→ Task:
Your task is to quote the material that follows, in full and exactly.

Object location annotation data
** Begin **

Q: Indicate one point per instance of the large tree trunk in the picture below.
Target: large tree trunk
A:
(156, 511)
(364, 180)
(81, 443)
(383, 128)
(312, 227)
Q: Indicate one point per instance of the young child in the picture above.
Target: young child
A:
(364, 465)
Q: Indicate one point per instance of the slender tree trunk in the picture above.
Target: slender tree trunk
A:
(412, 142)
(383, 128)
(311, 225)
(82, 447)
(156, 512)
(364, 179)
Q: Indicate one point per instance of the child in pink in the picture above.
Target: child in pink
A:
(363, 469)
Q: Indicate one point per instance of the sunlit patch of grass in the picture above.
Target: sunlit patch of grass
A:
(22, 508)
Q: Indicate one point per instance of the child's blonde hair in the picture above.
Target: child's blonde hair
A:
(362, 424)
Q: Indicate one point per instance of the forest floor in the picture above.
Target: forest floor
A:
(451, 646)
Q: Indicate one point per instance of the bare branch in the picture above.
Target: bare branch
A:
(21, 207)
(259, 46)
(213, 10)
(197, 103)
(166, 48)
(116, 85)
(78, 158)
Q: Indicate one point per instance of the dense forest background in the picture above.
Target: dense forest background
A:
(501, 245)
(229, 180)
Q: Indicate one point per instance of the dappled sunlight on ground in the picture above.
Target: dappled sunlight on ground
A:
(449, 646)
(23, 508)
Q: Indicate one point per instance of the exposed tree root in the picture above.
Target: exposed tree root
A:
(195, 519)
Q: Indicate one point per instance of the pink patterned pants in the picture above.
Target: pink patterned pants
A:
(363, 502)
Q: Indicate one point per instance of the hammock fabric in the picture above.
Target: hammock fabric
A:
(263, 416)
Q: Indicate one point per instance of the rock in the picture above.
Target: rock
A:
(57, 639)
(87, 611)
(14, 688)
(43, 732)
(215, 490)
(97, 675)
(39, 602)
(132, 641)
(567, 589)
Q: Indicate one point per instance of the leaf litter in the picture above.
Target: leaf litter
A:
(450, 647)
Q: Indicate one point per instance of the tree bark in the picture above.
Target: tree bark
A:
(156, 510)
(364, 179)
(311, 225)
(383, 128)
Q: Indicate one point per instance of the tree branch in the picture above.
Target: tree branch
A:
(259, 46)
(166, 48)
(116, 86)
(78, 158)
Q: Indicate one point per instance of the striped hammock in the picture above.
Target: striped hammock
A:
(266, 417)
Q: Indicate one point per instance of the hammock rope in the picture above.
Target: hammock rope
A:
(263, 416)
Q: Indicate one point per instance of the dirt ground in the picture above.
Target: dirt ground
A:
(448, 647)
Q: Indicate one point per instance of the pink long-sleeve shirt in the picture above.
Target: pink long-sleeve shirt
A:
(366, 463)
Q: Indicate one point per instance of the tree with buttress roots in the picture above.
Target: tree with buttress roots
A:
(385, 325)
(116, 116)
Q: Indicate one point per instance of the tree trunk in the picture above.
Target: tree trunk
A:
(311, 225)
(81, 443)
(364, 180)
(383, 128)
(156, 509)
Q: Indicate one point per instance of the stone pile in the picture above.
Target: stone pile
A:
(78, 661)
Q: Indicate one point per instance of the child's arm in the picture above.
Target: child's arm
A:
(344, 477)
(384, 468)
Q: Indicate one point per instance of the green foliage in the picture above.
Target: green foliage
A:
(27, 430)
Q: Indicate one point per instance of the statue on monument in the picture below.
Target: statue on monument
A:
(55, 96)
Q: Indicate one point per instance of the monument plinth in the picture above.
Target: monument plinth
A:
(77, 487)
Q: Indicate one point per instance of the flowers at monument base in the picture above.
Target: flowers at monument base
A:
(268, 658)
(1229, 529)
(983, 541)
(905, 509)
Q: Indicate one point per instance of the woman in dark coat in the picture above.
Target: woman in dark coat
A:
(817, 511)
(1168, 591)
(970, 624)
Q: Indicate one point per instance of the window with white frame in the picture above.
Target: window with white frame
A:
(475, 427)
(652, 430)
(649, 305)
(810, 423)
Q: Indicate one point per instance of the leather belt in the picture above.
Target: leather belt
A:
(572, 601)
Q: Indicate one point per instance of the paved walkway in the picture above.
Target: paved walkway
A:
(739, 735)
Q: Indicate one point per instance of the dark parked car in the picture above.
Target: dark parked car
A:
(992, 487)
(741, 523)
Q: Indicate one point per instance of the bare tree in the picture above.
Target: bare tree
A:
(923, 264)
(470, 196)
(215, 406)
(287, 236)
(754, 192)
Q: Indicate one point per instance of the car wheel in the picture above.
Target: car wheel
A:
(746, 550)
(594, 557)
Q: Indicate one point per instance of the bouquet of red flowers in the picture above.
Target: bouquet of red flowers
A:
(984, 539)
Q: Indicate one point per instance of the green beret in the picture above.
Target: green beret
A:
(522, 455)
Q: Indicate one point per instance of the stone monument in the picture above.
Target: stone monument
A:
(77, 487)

** End **

→ The output:
Q: Indicate one point per instance of the large tree trunk in the picture below.
Target: large tree trunk
A:
(156, 511)
(364, 180)
(81, 443)
(383, 128)
(312, 227)
Q: Indicate one point per instance of the young child in the picture above.
Target: young child
A:
(364, 465)
Q: Indicate one point per instance of the slender tree trunk in the picture above.
Target: slender tree trunk
A:
(412, 142)
(383, 128)
(311, 225)
(82, 447)
(156, 512)
(364, 179)
Q: Indicate one point per instance of the child in pink in the picture above.
Target: child in pink
A:
(363, 469)
Q: Indicate one point per instance of the sunlit patch of grass in the picture above.
Target: sunlit patch of grass
A:
(22, 508)
Q: Indicate one point per instance of the child's blonde hair in the picture above.
Target: child's blonde hair
A:
(362, 424)
Q: Indicate one point per instance of the forest floor in the picture above.
Target: forest floor
A:
(451, 646)
Q: Indicate one point per instance of the bare branch in the picture above.
Target: bare branch
A:
(21, 207)
(259, 46)
(213, 10)
(197, 103)
(166, 48)
(116, 85)
(78, 158)
Q: Indicate one point per instance of the dense forest background in the picture above.
Target: dense forest background
A:
(501, 245)
(229, 180)
Q: Indicate one point per instance of the dappled sunlight on ground in the picture above.
Target: dappled sunlight on ground
A:
(449, 646)
(23, 508)
Q: Indicate one point per instance of the exposed tree root in the picture above.
Target: exposed tree root
A:
(195, 519)
Q: Indicate one point per instance of the pink patterned pants in the picture above.
Target: pink patterned pants
A:
(363, 502)
Q: Indicate one point per instance of the hammock fabric in the picture above.
Target: hammock fabric
A:
(263, 416)
Q: Indicate one point per instance of the rock in the picture above.
Target: rock
A:
(57, 639)
(87, 611)
(14, 688)
(43, 732)
(215, 490)
(97, 675)
(39, 602)
(132, 641)
(567, 589)
Q: Indicate one point per instance of the leaf litter in the picture above.
Target: leaf litter
A:
(450, 647)
Q: Indicate one point per instance of the tree bark in the picture above.
Target: tree bark
A:
(156, 510)
(364, 179)
(311, 225)
(383, 128)
Q: Indicate one point per instance of the tree branch in the picture above.
Target: tree branch
A:
(259, 46)
(166, 48)
(116, 86)
(78, 158)
Q: Indicate one point per instance of the striped hammock in the picture above.
Target: striped hammock
A:
(266, 417)
Q: Indicate one point per instance of the hammock rope in the picture above.
Target: hammock rope
A:
(263, 416)
Q: Indicate one point per instance of the dirt ground in the picture above.
Target: dirt ground
A:
(448, 647)
Q: Indicate one point per instance of the pink long-sleeve shirt in the picture above.
Target: pink long-sleeve shirt
A:
(366, 463)
Q: Indicate one point per instance of the tree with buttress roots in the picture above.
Target: tree with buttress roots
A:
(385, 325)
(116, 116)
Q: Indicate one point per instance of the tree trunk in the picture above.
Target: tree trunk
A:
(311, 225)
(81, 443)
(364, 180)
(383, 128)
(156, 509)
Q: Indicate one point per instance of the stone pile in the picture above.
Target: stone pile
A:
(78, 661)
Q: Indicate one point per instance of the child's arm in the picture above.
Target: child's arm
A:
(344, 477)
(384, 468)
Q: Indicate one point per instance of the green foliage in the picture above.
Target: green foliage
A:
(27, 430)
Q: Indicate one point per instance of the statue on monument in the picture below.
Target: statue on monument
A:
(55, 96)
Q: Indicate one point per instance of the monument plinth in the picture above.
Target: monument plinth
A:
(77, 487)
Q: Indicate one point per instance of the flowers at monument base in the picture above.
Target: flowers at monument base
A:
(268, 658)
(1229, 529)
(983, 541)
(905, 509)
Q: Indicate one point per instance of the woman in dark coat in the picture above.
Target: woman in dark coat
A:
(817, 511)
(1168, 591)
(970, 624)
Q: Indicate one point per instance of the window with white frame in the picture above.
Target: window with white frame
A:
(475, 427)
(652, 430)
(649, 305)
(810, 423)
Q: Indicate one point per instance of the leather belt in the picture above.
Target: leather belt
A:
(572, 601)
Q: Indicate one point per instance of the paved walkway in the picture above.
Target: paved walkway
A:
(739, 735)
Q: Indicate one point per instance of the dark parked car in the picture above.
Target: dark parked car
A:
(992, 487)
(741, 523)
Q: Indicate one point per instance of the bare tree in the picture above.
Target: bare tree
A:
(923, 264)
(470, 196)
(215, 406)
(287, 236)
(754, 192)
Q: Indicate one point per instance of the car wheel in the picture above.
Target: car wheel
A:
(746, 550)
(594, 557)
Q: Indicate one point per instance of the bouquet of red flowers in the picture above.
Target: bouquet of red flowers
A:
(984, 539)
Q: Indicate one point per instance of the green beret in the picture above.
Target: green beret
A:
(522, 455)
Q: Indicate one point per instance of the stone monument in the picture above.
Target: stone monument
A:
(77, 487)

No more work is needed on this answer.